* **EXERCISE INSTRUCTIONS**
Please write out the text on Italy's government word for word, from "One begins to" up to and including "a ruling coalition.".

* **TEXT SHOWN**
Wednesday, April 3, 2013
Think it over, Italians. I'm available.
One begins to wonder if Italy will ever
get a new government. Because Italians can’t make up their minds. To the point
of ever giving any government a distinct majority. Not even close. There are so many, many political parties.
Therefore votes are split. Rare for a single party to get more than 20-some
percent of the popular vote. That would be all right. If several
parties could agree to form a ruling coalition.

* **PROVIDED DATA**
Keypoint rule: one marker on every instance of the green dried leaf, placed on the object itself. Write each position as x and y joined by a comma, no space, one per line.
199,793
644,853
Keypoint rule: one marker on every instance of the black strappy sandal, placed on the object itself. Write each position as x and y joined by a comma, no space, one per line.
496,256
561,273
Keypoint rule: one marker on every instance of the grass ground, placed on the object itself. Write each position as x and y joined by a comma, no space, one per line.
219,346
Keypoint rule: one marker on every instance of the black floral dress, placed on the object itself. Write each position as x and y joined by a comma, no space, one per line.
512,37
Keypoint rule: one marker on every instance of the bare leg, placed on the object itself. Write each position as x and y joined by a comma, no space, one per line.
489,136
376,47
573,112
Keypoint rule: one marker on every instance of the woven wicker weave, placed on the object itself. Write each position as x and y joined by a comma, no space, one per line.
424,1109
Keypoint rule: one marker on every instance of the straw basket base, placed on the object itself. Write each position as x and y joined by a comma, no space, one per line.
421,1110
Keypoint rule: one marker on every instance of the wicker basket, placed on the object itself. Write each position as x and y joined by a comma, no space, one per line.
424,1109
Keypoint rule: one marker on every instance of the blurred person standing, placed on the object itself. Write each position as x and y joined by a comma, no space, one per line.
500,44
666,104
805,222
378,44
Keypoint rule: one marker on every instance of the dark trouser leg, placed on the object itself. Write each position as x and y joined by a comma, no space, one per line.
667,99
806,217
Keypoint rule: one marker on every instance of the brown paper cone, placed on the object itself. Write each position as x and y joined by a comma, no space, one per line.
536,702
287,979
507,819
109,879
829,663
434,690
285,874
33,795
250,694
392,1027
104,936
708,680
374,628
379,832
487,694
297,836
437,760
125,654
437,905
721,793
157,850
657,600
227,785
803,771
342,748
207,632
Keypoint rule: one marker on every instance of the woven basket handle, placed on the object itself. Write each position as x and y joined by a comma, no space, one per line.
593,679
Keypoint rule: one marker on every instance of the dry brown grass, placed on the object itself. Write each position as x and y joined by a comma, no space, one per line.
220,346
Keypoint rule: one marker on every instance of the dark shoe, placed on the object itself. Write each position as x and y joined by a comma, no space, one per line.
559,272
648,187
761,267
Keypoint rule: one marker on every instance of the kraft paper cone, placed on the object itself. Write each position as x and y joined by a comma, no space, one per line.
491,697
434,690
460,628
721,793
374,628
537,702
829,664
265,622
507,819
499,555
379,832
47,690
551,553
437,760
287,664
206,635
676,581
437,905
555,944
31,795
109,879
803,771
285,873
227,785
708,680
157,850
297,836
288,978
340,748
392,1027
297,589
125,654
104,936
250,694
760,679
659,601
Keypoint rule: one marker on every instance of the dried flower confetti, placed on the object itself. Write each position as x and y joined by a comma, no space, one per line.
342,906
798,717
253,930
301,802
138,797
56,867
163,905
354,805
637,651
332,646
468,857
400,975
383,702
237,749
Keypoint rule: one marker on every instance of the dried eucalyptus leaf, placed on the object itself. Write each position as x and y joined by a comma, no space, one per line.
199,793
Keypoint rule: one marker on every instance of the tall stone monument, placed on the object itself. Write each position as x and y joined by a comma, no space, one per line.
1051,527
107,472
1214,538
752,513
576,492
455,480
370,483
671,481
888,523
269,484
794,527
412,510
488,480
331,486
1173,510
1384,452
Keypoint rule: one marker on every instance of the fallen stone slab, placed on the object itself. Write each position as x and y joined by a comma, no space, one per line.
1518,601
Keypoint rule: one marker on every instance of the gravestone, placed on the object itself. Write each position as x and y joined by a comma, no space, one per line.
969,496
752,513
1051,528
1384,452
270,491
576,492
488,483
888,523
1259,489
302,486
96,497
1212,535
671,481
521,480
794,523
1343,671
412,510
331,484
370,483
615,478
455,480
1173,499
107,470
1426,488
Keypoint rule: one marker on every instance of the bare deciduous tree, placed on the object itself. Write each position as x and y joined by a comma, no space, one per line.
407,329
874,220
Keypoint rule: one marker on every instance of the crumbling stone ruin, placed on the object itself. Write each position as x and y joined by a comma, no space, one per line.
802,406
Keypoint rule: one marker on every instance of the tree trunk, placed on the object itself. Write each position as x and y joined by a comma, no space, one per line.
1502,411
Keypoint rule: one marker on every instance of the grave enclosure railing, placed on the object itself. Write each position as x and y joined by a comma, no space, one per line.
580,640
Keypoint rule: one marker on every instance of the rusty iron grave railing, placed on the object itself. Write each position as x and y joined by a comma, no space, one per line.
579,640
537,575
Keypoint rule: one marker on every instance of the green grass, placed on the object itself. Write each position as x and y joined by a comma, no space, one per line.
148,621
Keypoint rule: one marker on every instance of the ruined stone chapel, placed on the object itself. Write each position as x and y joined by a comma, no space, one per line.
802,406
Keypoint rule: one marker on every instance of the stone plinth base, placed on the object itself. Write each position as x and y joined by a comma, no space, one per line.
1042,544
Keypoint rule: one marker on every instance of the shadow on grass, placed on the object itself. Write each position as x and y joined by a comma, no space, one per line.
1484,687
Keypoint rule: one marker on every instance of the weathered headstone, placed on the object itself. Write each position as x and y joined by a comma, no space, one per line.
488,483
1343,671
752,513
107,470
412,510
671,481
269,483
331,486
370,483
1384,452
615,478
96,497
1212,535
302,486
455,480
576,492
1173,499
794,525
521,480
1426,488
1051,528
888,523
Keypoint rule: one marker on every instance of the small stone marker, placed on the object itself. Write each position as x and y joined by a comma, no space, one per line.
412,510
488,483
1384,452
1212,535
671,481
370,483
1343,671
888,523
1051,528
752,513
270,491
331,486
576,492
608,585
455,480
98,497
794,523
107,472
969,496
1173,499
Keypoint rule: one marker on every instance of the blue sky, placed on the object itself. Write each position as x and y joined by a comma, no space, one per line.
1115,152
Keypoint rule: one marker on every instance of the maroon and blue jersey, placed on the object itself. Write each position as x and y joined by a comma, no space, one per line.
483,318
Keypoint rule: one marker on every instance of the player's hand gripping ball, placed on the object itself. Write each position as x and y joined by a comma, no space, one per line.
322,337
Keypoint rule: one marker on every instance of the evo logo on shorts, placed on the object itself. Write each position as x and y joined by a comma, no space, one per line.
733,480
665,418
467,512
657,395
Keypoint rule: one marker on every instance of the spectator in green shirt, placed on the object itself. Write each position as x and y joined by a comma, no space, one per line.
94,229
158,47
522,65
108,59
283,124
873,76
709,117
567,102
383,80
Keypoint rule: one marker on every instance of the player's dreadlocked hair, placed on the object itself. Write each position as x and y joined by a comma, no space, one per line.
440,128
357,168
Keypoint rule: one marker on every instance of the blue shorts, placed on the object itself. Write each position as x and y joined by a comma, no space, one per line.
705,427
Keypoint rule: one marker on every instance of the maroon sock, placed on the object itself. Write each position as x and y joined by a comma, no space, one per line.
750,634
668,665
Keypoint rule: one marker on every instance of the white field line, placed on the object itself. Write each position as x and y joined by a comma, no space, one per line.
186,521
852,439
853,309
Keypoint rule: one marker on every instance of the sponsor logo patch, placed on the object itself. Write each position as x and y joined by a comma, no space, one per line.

* **RESULT FOR THIS TASK**
One begins to wonder if Italy will ever
get a new government. Because Italians can’t make up their minds. To the point
of ever giving any government a distinct majority. Not even close. There are so many, many political parties.
Therefore votes are split. Rare for a single party to get more than 20-some
percent of the popular vote. That would be all right. If several
parties could agree to form a ruling coalition.